▶ Supplied text:
···

U.S. Rep. Gabrielle Giffords (D-Ariz.) made a dramatic return to Congress Monday to vote on the debt bill, just seven months after she was nearly killed in an assassination attempt.
Giffords, who was shot in the head in January, looked steady as she returned to an explosion of applause on the floor of the House of Representatives.
She waved and said, “Thank you,” as colleagues from both parties cheered.
Giffords was flanked by her astronaut husband, Mark Kelly, and her closest friend in Congress Rep. Debbie Wasserman Schultz (D-Fla.) to building applause from both sides of the aisle, a rare moment of unity during the recent fractious budget debates.
“The Capitol looks beautiful and I am honored to be at work tonight,” Giffords said in a Tweet.
It was her first Tweet sent in the first-person since she was shot during a constituents meeting at a Tucson strip mall.
Rep. Shelley Berkley (D-Nev.), like Wasserman Schultz, a close Jewish friend and a fundraiser for Giffords, rushed over to hug her.
“This is a day for the history books,” said Wasserman Schultz in a statement. “We saved our country from going into default and my beloved friend and ever-optimistic colleague Rep. Gabrielle Giffords returned to the floor to cast her vote in favor of the future of our nation.”
“She smiled at me and said I love you, and it doesn’t get better than that,” Democratic whip Steny Hoyer (D-Maryland) told Politico.com.
Giffords is the first Jewish women elected to statewide office in Arizona.
With Giffords’ support, the deal to raise the national debt ceiling passed the Republican-controlled House. It passed the Senate Tuesday and President Barack Obama signed it into law.
Giffords almost died when she was shot on Jan. 8. Six other people, including one of her aides and a federal judge, were killed and 12 others were wounded in the attack.
The man accused of carrying out the attack, 22-year-old Jared Lee Loughner, has been diagnosed as schizophrenic and been ruled incompetent to stand trial.

···

Segmentation mask data
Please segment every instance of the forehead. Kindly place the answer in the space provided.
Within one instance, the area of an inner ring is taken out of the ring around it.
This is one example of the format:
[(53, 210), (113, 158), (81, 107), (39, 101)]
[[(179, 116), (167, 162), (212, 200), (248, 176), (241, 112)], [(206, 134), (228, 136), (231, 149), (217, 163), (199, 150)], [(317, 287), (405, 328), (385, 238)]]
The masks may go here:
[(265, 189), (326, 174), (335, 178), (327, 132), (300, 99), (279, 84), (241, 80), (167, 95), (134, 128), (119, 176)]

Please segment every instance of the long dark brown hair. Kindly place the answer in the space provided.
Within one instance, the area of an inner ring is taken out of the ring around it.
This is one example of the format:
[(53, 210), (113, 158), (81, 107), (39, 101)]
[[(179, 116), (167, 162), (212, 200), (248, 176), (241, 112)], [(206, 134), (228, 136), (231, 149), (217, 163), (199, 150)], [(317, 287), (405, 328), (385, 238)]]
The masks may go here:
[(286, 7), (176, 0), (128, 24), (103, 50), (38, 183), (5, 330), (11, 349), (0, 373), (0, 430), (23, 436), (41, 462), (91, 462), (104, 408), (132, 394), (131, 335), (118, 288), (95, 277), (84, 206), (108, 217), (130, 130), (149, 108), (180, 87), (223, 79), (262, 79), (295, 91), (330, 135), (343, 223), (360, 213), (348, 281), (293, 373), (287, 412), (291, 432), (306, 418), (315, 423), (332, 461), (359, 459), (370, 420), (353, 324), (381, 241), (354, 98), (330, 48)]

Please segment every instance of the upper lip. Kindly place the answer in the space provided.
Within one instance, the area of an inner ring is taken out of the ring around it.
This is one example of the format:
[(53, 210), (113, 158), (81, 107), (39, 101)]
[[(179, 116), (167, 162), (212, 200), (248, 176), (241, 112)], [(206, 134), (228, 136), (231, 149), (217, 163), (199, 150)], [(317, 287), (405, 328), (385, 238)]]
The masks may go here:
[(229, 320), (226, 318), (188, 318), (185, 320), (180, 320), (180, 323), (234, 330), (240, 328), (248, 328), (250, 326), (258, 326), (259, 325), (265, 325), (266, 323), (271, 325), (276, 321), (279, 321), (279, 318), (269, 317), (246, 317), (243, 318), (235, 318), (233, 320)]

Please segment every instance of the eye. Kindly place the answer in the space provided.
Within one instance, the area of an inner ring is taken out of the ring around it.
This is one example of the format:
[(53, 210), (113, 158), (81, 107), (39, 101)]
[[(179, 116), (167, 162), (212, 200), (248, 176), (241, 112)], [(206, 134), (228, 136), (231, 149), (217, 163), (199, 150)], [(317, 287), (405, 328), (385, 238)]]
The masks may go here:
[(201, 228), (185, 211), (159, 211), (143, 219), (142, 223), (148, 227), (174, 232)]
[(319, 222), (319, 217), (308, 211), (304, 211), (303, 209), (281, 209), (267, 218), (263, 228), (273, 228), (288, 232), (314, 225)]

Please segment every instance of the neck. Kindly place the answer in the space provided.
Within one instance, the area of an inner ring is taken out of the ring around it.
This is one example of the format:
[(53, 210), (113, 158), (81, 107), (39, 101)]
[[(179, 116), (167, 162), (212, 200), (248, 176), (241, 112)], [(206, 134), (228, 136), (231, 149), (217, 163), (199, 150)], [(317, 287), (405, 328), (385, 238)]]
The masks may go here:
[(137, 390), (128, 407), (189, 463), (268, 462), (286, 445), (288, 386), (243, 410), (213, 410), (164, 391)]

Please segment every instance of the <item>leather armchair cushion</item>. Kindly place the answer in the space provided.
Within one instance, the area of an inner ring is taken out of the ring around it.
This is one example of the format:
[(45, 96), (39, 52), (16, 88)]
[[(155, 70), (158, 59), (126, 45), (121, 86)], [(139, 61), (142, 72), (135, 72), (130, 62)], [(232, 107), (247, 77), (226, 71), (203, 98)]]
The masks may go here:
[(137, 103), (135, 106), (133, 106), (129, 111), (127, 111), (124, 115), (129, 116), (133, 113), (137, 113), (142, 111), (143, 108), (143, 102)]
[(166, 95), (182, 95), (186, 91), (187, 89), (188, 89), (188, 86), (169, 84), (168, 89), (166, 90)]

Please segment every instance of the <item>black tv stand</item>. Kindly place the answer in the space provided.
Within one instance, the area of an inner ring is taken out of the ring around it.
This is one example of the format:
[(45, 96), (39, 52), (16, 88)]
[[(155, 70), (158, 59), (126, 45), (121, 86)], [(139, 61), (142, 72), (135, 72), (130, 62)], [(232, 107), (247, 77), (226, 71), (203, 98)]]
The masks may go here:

···

▶ Exercises:
A - Transcribe the passage of the article on Giffords' return to Congress that begins at the words "She waved and" and stops after "in a Tweet.".
B - Translate this sentence from the article on Giffords' return to Congress into Spanish: "Giffords almost died when she was shot on Jan. 8."

▶ Solutions to the exercise:
A -
She waved and said, “Thank you,” as colleagues from both parties cheered.
Giffords was flanked by her astronaut husband, Mark Kelly, and her closest friend in Congress Rep. Debbie Wasserman Schultz (D-Fla.) to building applause from both sides of the aisle, a rare moment of unity during the recent fractious budget debates.
“The Capitol looks beautiful and I am honored to be at work tonight,” Giffords said in a Tweet.

B - Giffords estuvo a punto de morir cuando recibió un disparo el 8 de enero.